- _Gestellte Aufgabe 1_:
Schreibe aus dem Text zur Jahreslosung den Abschnitt wortgetreu ab, der mit den Worten "(Lukas 6,36)" beginnt und nach den Worten "vom verlorenen Sohn." endet.

Jesus Christus spricht:
Seid barmherzig, wie auch euer Vater barmherzig ist!
(Lukas 6,36)
Liebe Leserin, lieber Leser!
Die Jahreslosung für das neue Jahr erinnert unwillkürlich an zwei der bekanntesten biblischen Gleichnisse: „Der barmherzige Samariter“ (Lukas 10,25-37) und „Der barmherzige Vater“ (Lukas 15,11-32), besser bekannt als das Gleichnis vom verlorenen Sohn.
Barmherzigkeit – ein schönes, aber auch ein wenig angestaubtes Wort, das im alltäglichen Wortschatz kaum noch vorkommt und dessen Bedeutung sich nicht so einfach erschließt. Der Religionspädagoge und Journalist Gerd Jüttner (*1954) deutet es ganz treffend so: „Im Wort Barmherzigkeit steckt ein Arm, der hilft, und ein Herz, das antreibt.“
B-arm-herz-igkeit also steht im Zentrum der Jahreslosung 2021. Und zunächst ist es Gott, der barmherzig ist wie eine Mutter und wie ein Vater, der sein Herz weit macht und seine Arme ausstreckt. Seine Barmherzigkeit, seine Liebe zu uns Menschen ist so groß, dass er selbst Mensch wird: im Kind in der Krippe und in Jesus am Kreuz. In Elend, Angst und Not wird er selbst angewiesen auf Barmherzigkeit.
Gottes Barmherzigkeit kann sich freilich niemand verdienen, und wir alle sind auf sie angewiesen. Sie zielt nicht auf Gegenleistung und wird gerade dem geschenkt, der nichts zurückgeben kann. Das übersteigt unsere menschliche Vorstellung von Gerechtigkeit:
Weil Gott barmherzig ist zu uns und uns trotz aller unserer Fehler und Schwächen liebt, sollen und dürfen auch wir barmherzig sein mit unseren Nächsten, nicht richten und verdammen, vielmehr vergeben, wie es im Vers nach unserer Jahreslosung weitergeht.
Und natürlich sollen wir geben, von dem etwas abgeben, was wir haben. Das ist das, woran wir bei Barmherzigkeit wohl am schnellsten denken: Wir geben Geld, aber auch Zeit für Hilfsbedürftige, besuchen, trösten, unterstützen. Viele Ehrenamtliche in unseren Gemeinden tun das. Aber auch professionelle Kräfte sind hier gefragt. Barmherzigkeit als tätige Nächstenliebe ist gleichermaßen der Kern unserer Diakonie.

- _Datensätze_:
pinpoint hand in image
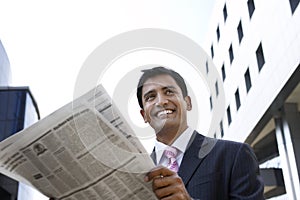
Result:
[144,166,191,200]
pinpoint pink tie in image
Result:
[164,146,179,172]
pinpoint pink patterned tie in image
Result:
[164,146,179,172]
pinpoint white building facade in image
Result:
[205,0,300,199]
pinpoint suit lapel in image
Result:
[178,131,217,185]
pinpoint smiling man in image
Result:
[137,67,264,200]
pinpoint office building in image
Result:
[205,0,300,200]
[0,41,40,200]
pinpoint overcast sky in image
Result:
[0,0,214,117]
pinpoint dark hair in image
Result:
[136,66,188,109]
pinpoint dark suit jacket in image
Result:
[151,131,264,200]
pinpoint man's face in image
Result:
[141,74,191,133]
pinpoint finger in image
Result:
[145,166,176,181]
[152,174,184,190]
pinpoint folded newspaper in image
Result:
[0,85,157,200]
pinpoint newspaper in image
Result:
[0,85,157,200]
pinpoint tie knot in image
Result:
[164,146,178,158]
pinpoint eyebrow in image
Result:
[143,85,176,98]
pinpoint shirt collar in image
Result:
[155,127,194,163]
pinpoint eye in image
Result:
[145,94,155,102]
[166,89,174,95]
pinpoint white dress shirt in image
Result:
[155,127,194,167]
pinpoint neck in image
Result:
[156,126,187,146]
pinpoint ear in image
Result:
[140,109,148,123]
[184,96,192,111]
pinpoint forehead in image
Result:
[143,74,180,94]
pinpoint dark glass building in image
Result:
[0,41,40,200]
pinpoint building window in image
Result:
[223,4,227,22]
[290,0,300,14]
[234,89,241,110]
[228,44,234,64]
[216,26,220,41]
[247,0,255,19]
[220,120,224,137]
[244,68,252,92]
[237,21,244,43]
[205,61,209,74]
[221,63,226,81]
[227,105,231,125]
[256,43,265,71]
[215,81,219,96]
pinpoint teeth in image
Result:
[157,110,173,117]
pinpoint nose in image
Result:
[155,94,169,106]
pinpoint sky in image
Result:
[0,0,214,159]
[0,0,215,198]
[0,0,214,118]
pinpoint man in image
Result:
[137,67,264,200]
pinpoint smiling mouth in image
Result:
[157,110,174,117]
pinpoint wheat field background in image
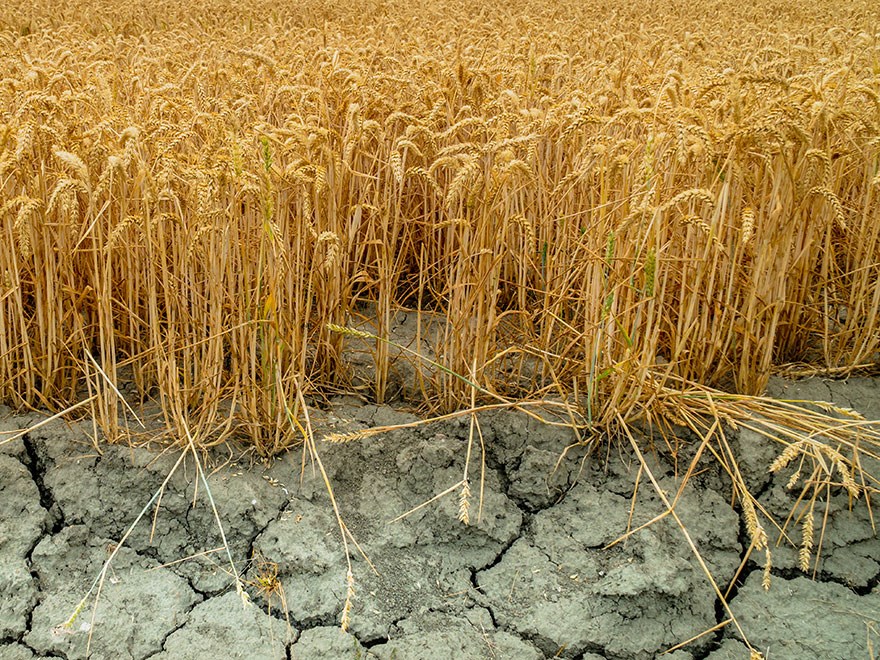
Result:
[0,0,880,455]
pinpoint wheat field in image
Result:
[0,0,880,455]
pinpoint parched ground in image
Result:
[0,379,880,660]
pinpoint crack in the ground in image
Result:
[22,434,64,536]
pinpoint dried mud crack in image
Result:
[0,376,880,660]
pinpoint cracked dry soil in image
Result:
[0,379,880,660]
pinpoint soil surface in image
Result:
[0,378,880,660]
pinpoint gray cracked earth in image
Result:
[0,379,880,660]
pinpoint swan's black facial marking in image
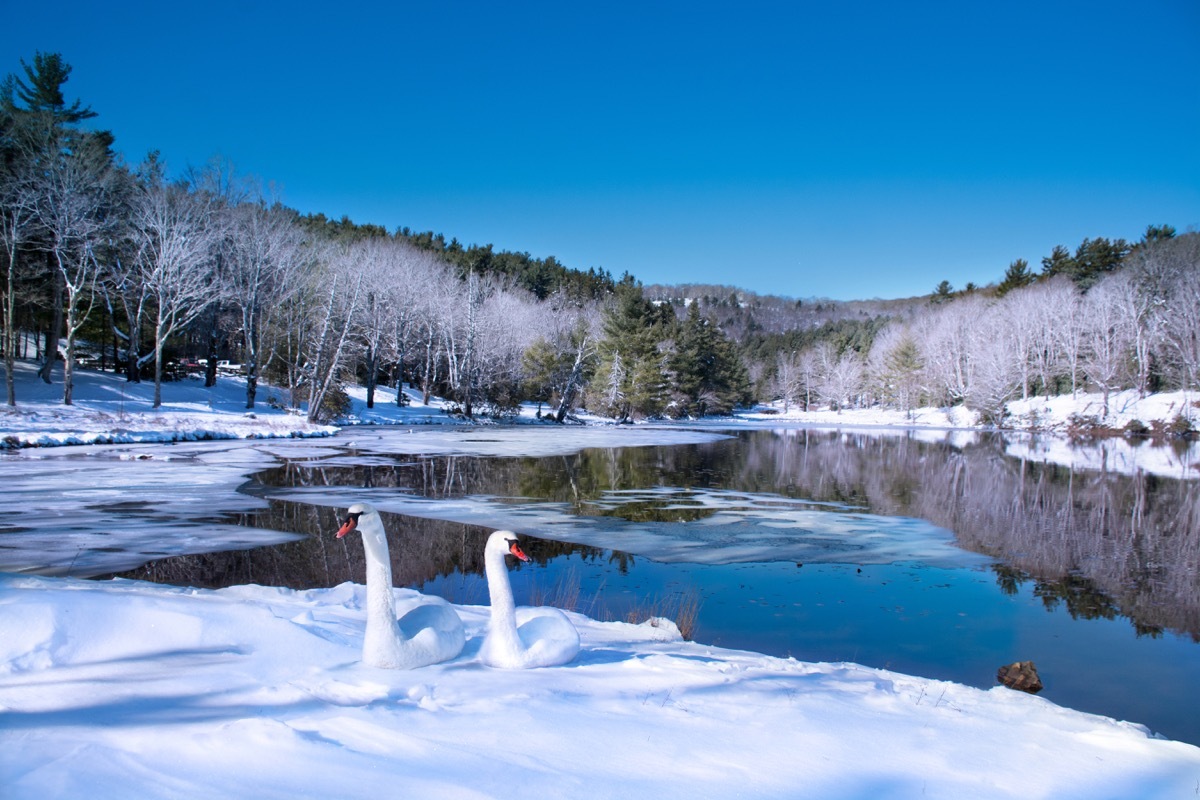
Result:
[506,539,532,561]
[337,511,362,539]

- _Gestellte Aufgabe 2_:
Wandle nur die Datensätze ab der Zeile mit "pinpoint smiling man in image" bis einschließlich der Zeile mit "[141,74,191,133]" in eine CSV mit den Spalten eingabe und ausgabe um. Lege je Datensatz eine Zeile an, setze jedes Feld in Anführungszeichen und ersetze Zeilenumbrüche durch Leerzeichen.

- _Ausgabe 1_:
(Lukas 6,36)
Liebe Leserin, lieber Leser!
Die Jahreslosung für das neue Jahr erinnert unwillkürlich an zwei der bekanntesten biblischen Gleichnisse: „Der barmherzige Samariter“ (Lukas 10,25-37) und „Der barmherzige Vater“ (Lukas 15,11-32), besser bekannt als das Gleichnis vom verlorenen Sohn.

- _Ausgabe 2_:
eingabe,ausgabe
"pinpoint smiling man in image Result:","[137,67,264,200]"
"pinpoint office building in image Result:","[205,0,300,200] [0,41,40,200]"
"pinpoint overcast sky in image Result:","[0,0,214,117]"
"pinpoint dark hair in image Result:","[136,66,188,109]"
"pinpoint dark suit jacket in image Result:","[151,131,264,200]"
"pinpoint man's face in image Result:","[141,74,191,133]"